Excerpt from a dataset
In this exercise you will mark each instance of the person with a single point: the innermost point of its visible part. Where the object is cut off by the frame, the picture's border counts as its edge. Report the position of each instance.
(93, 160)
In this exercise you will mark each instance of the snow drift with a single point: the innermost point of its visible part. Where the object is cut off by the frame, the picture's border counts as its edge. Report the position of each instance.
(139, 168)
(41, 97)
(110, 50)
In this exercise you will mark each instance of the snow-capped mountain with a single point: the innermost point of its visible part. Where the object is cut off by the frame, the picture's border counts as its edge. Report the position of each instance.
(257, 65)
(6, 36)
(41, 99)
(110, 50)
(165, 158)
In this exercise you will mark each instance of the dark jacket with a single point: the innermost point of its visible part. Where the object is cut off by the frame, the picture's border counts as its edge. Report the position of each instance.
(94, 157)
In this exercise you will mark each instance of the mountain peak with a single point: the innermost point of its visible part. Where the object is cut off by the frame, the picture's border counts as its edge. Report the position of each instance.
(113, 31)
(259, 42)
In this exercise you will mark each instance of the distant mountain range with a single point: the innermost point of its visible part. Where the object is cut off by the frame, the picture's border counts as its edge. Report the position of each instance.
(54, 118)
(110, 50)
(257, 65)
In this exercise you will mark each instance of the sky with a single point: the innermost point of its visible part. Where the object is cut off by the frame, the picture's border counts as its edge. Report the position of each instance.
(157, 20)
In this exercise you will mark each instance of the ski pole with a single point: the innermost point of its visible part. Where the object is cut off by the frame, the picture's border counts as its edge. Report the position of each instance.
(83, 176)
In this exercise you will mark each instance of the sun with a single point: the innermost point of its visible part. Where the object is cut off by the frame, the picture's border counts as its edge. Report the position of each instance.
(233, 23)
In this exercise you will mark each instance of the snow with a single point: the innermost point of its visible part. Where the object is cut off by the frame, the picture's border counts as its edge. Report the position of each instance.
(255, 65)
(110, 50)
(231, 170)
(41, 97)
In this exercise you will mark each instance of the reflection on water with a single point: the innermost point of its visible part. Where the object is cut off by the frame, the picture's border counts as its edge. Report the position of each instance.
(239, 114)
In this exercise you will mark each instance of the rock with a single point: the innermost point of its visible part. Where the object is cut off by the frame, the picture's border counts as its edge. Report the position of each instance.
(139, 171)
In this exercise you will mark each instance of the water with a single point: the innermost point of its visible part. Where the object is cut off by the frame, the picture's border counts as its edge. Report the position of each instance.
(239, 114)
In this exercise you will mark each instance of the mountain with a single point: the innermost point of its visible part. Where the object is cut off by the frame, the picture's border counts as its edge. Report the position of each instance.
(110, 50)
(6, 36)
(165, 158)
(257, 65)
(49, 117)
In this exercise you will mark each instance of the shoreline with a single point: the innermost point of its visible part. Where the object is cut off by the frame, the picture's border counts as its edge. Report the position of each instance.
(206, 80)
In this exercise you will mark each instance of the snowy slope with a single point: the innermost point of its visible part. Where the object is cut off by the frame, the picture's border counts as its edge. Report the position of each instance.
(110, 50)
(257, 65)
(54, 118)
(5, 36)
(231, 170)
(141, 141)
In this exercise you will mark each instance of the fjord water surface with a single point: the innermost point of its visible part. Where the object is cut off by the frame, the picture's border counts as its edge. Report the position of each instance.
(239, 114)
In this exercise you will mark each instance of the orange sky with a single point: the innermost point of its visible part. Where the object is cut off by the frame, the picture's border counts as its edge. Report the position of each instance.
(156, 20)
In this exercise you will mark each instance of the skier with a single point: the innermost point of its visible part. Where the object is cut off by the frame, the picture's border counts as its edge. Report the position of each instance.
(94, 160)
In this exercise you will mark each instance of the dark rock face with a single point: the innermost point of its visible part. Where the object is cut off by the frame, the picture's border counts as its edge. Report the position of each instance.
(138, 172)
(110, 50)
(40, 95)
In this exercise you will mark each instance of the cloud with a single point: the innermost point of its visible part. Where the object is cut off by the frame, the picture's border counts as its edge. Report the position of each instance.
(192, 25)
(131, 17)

**Directions**
Each line of the material should be echoed exactly.

**Expected answer**
In this exercise you will mark each instance of the person with a single point: the innermost point of its visible part. Where the object is cut off by the frame, the picture's border counts as its edge. Report the position of each instance.
(93, 160)
In this exercise you will mark each instance of the snow drift with a single point: the innermost point of its visible part. Where the object is cut off by the frame, the picture's border counts as its edge. Report the position of each instance.
(139, 168)
(41, 97)
(110, 50)
In this exercise you will mark each instance of the snow-capped mountain with a single point: the innermost point of its visible part. Where the object is cut off by the frame, the picture's border counts as its edge. Report the position of each instance.
(257, 65)
(6, 36)
(41, 99)
(110, 50)
(165, 158)
In this exercise you will mark each instance of the dark jacket with a single point: the innermost point of its visible part. Where the object is cut off by the frame, the picture's border counts as its edge. Report the position of each instance.
(94, 157)
In this exercise you will mark each instance of the mountain peak with a single point: the innermost point of its visible part. Where the object is cut off by the frame, the picture's border counts as its edge. Report the position of each instance.
(113, 31)
(259, 42)
In this exercise you will mark each instance of the distant mountain range with a single point: the innermost point of its visible part. Where the object is cut off by the frame, the picture's border counts as its edge. Report the position of each instance.
(54, 118)
(110, 50)
(257, 65)
In this exercise you will mark each instance of the sky with a single point: the innermost point of its visible part. Where the object is cut off by the frame, the picture's border counts as its edge. Report the position of each instance.
(157, 20)
In this exercise you will mark each instance of the ski pole with a single point: the innermost point of its visible part. Where the object is cut off by the frame, the picture's border counts as its edge. Report the position of each instance.
(83, 176)
In this exercise you will mark each instance of the sun with a single point: the innermost point of its visible part. Where the object is cut off by the frame, the picture's border counts as its edge. Report the position of each instance.
(233, 23)
In this exercise you will mark each instance of the snow with a single point: the innermost point of its visible part. Where the object is cut off by the frame, the picture's border counts as its edge. Report the position of each instance.
(255, 65)
(110, 50)
(231, 170)
(41, 97)
In this exercise you will mark each instance of the reflection on water with a single point: the innermost point of its visible part. Where the object is cut off by the frame, the picture's border counts as its edge. Report the position of each instance.
(239, 114)
In this exercise you will mark each instance of the rock with a single point: the innermost point of its visible part. Where the object is cut off by the frame, the picture's border counts as its edge. Report the position of each instance.
(139, 171)
In this exercise you will mark each instance of the water with a single point: the innermost point of its visible part. Where the object is cut off by the frame, the picture's border counts as its edge. Report the position of each instance.
(239, 114)
In this exercise you will mark each instance of the mountain with a single point: the innermost point of its visible part. Where the object is cut off by the frame, the picture's border counts as its edge. Report the position of each instance.
(110, 50)
(6, 36)
(165, 158)
(257, 65)
(49, 117)
In this exercise you will mark each instance of the shoreline with a single point: the innermost point of its visible part. Where the object is cut off by the frame, the picture's border counts as its edge. Report the position of each instance.
(206, 80)
In this exercise you will mark each instance of the snowy slope with a single point: the innermost point of its visible part. Where the object is cut off by the frame, the picture's border counts as its edge. Report the position of each instance.
(110, 50)
(257, 65)
(54, 118)
(5, 36)
(231, 170)
(141, 141)
In this exercise you will mark each instance of the fjord water surface with a single point: the innermost point of its visible part. Where the object is cut off by the frame, the picture's border counts as its edge. Report the position of each instance.
(239, 114)
In this exercise you will mark each instance of the orange sky with a single point: the innermost point of its visible part. Where the object is cut off by the frame, the picture's border counts as its edge. Report the position of each instance.
(156, 20)
In this exercise you will mark each instance of the skier with a single point: the innermost point of its visible part. Where the object is cut off by the frame, the picture's border counts as its edge. Report the position of each instance.
(94, 160)
In this exercise you will mark each instance of the dark rock face with a single point: the innermost point of its visible part. Where the object is cut off by the frame, the picture's border counts as its edge. Report the position of each instance.
(138, 172)
(110, 50)
(40, 95)
In this exercise you will mark each instance of the cloud with a single point: the innermost point of its visible part. Where the object is cut off by the frame, the picture's border counts as its edge. Report the position of each instance.
(192, 25)
(131, 17)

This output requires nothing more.